(Reading passage):
········

When it comes to tuning drums to get a good sound, batter heads typically get all the spotlight. Resonant heads often get forgotten, as they’re the heads on the bottom of all the drums that go unseen.
The problem is that resonant heads are incredibly important, and many drummers miss the fact that tuning the resonant heads well will cause them to get the best drum sounds that they’ve ever had.
We’re going to do a complete breakdown of resonant drumheads. We’ll explain what they are, go through the different kinds that you can get, and we’ll look through various tuning methods and how they can affect drum tone.
Resonant Drum Heads Explained
Resonant drumheads are the drumheads that go on the bottom of drum shells. They’re the drumheads that you never strike with drumsticks, so they’re typically a bit thinner than batter heads, as they don’t need to be as durable.
The main purpose of resonant heads is to control how your drums sound after you hit them. Batter heads will determine the sound of the initial stick impact, while resonant heads will determine the resonating tones that come afterward.
In short, they control how long your drums sing for and how high or low those singing tones are.
Different Types of Resonant Drum Heads
Resonant heads that go on snare drums are always the thinnest ones found on a drum set. These are the heads that interact with the snare wires, so they need to be very responsive. The thicker the head is, the less responsive it will be to those wires.
Resonant drumheads for snare drums are always referred to as snare side heads. So, make sure to look for that name when looking to purchase a reso head for your snare drum.
If you get a resonant head that is intended for toms, the chances are high that it will be too thick to get a good snare drum sound.
Resonant heads for toms are typically single-ply heads that can also be used as batter heads. Some brands make dedicated resonant heads, but they’re not as common as dual-purpose heads.
When you buy a new drum set, it will come with stock resonant heads that are inexpensive ones supplied by whatever drum brand the kit is from. Those heads aren’t usable as batter heads.
However, resonant heads that you buy from Remo, Evans, or Aquarian are quite versatile. A good example of dual-purpose drumheads is the Evans G1s. They work brilliantly as batter and resonant heads.
You get two kinds of resonant heads for bass drums. Some are solid heads that are a lot thinner than the batter heads you get for bass drums. Others have a port hole built into them so that you can place a kick drum mic inside the bass drum shell.
Resonant bass drumheads with port holes are far more useful, as they also allow you to add and remove muffling from the shell without removing any drumhead.
Drummers often cut their own port holes out of solid resonant bass drum heads for this reason.
Unfortunately, most drum kits don’t come with a stock head with a port hole. So, you need to buy one of those if you don’t want to do a bit of DIY work by cutting one out yourself.
How Resonant Drum Heads Affect Tuning
Here are all the tuning options you have with resonant heads. They all yield various results with how your drums sound and these are all similar across snare drums, toms, and bass drums.
No Resonant Head
If a drum doesn’t have a resonant head, it will sound completely flat. You’ll strike the batter head and get a tone, but then the tone won’t sing at all.
This is often a technique used in recording studios when the producer wants the toms to sound dead. It’s also what a lot of drummers did in the 60s and 70s.

········

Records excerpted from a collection
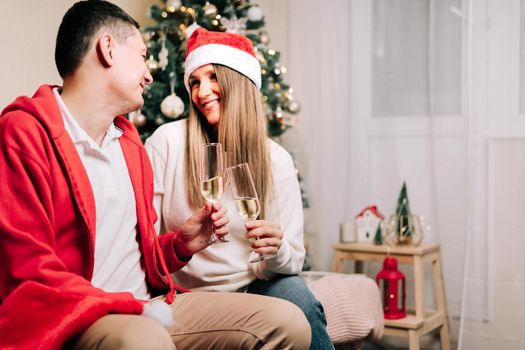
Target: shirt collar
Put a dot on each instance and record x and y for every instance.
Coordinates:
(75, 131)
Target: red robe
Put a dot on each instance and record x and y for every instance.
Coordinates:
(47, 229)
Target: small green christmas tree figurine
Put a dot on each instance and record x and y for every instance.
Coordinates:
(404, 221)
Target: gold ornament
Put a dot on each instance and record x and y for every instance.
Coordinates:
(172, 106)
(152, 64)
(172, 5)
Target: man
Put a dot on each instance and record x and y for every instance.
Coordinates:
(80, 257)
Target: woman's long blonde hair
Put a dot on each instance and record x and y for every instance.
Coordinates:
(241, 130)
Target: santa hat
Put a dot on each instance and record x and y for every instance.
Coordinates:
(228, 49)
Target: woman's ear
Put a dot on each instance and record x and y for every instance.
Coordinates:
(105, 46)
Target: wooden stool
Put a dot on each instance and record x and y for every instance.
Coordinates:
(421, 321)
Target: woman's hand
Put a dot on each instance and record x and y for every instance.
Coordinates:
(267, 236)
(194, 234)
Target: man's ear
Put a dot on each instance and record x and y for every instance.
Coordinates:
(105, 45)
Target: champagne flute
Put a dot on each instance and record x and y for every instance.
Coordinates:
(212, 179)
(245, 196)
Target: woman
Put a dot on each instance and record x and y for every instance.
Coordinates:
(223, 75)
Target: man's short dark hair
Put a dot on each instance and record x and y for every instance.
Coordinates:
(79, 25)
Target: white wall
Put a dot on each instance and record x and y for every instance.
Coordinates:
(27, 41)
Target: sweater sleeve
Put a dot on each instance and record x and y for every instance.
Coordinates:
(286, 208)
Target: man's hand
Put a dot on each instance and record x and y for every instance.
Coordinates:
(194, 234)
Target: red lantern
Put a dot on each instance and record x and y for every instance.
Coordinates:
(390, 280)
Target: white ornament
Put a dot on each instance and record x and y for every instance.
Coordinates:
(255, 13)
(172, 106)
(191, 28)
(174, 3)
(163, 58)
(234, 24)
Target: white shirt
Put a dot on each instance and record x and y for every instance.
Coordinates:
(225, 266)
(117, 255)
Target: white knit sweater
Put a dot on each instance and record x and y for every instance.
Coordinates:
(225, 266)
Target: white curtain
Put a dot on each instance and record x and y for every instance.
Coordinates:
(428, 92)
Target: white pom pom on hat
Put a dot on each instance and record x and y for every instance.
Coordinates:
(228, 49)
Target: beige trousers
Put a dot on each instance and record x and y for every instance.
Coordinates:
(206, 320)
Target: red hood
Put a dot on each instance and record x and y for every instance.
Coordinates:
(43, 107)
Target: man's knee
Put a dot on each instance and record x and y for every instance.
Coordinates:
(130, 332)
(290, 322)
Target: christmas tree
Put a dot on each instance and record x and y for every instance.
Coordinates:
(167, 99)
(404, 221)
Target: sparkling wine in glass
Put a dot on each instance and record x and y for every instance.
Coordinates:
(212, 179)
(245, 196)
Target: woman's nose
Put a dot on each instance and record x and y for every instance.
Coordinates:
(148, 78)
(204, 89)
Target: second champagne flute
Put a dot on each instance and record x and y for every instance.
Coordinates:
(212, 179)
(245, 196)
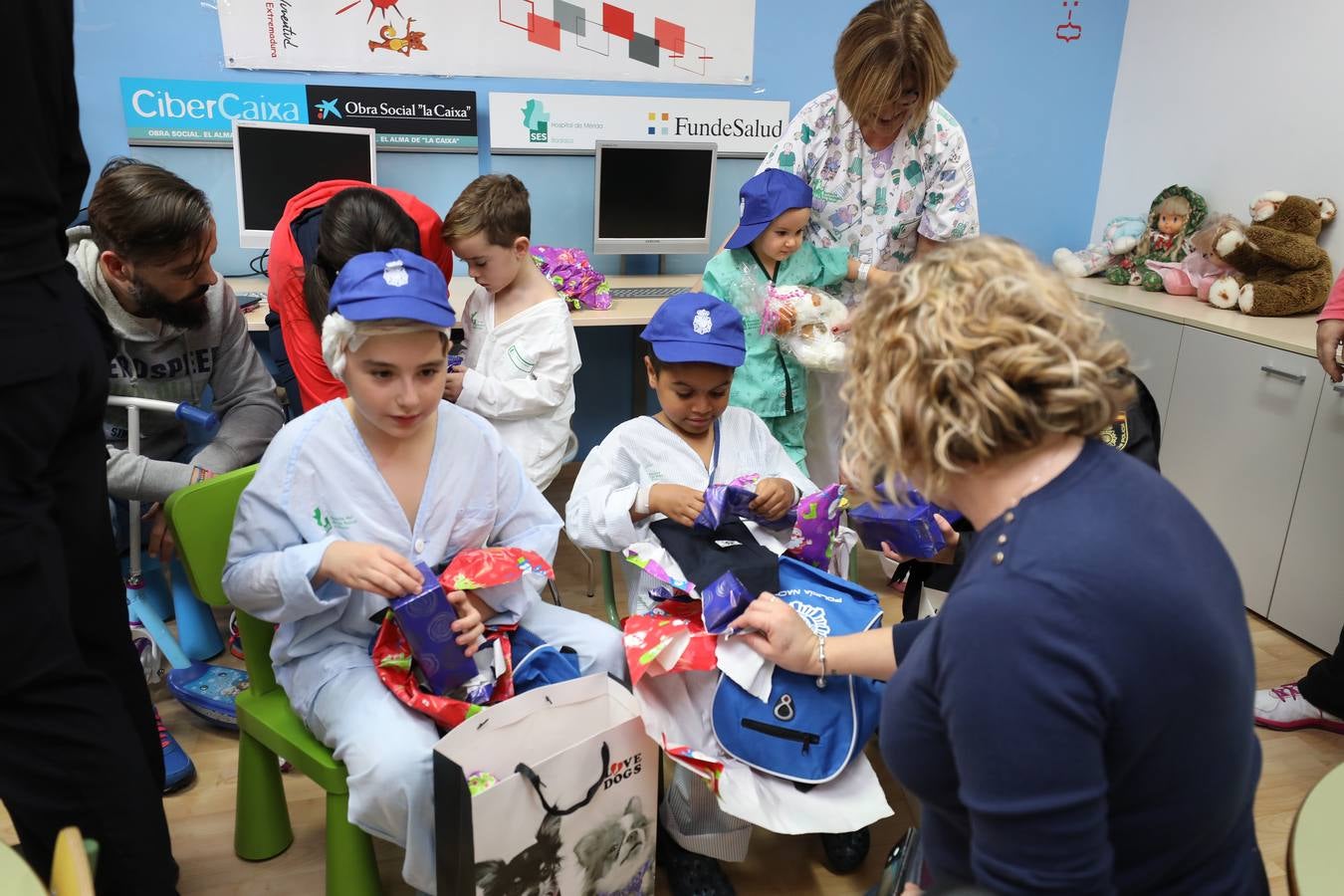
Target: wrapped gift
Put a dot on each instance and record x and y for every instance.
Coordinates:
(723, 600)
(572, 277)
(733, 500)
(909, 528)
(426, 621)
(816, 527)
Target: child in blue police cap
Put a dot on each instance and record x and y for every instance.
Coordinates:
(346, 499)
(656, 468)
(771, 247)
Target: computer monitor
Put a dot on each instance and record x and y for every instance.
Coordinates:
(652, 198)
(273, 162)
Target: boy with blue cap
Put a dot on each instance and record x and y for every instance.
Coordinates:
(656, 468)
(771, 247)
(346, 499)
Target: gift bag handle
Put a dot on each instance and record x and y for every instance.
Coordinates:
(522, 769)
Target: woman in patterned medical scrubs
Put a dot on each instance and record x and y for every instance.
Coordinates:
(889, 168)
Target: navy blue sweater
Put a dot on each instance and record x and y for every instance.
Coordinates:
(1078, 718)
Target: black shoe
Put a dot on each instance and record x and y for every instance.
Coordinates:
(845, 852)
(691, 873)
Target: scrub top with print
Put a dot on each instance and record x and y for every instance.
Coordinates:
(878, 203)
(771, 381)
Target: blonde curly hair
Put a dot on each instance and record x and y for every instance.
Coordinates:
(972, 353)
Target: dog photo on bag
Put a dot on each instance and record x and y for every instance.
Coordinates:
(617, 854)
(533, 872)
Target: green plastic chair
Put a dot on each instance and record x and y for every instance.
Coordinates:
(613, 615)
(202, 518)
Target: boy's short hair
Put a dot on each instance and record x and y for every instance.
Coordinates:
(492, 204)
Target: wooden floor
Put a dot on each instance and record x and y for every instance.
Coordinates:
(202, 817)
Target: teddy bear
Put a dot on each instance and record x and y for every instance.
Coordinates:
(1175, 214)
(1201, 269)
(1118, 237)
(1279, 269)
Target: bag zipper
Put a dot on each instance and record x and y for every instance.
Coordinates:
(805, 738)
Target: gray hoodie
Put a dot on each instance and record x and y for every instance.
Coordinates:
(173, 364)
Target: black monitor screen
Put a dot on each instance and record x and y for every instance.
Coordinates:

········

(Task to complete): Resume the article on resonant drumheads, starting after its final sentence. The entries are separate material and have no connection to the article on resonant drumheads.

(Answer):
The issue with having no resonant head on drums is that it leaves their bearing edges exposed, and that can damage the shells if you leave them like that for too long.
Also, you can’t use this technique with snare drums, as the wires need a head to hit to produce a snare sound.
If you leave the tension rods fairly loose around the bottom head of every drum, you won’t get a lot of resonance. A lot of drummers like to do this instead of muffling the drums at the top.
You still get all the tone from your initial strikes, but the drums won’t sing much. You just need to make sure that all the tension rods are evenly tightened. Otherwise, you’ll get flat sounds that dip in tone after you hit the drums.
Having medium tension between all the tension rods will cause a drum to have a fair amount of resonance. The drum will sing quite nicely, expressing the fullness of tone.
This is often the most ideal way to tune your resonant heads, as it makes the drums sound good, but the resonance isn’t too overbearing.
You’ll get the most resonance when you tighten the resonant heads a lot. This is how jazz drummers tune their drums, as they want them to sing as much as possible.
If you want large drum tones that are punchy, you may not like how much resonance tight tunings will give you.
How Often Should You Change Your Resonant Drum Heads?
Resonant drumheads have much longer lifespans than batter heads. You don’t hit them with sticks, so most drummers end up using the same resonant heads for years without ever having to change them.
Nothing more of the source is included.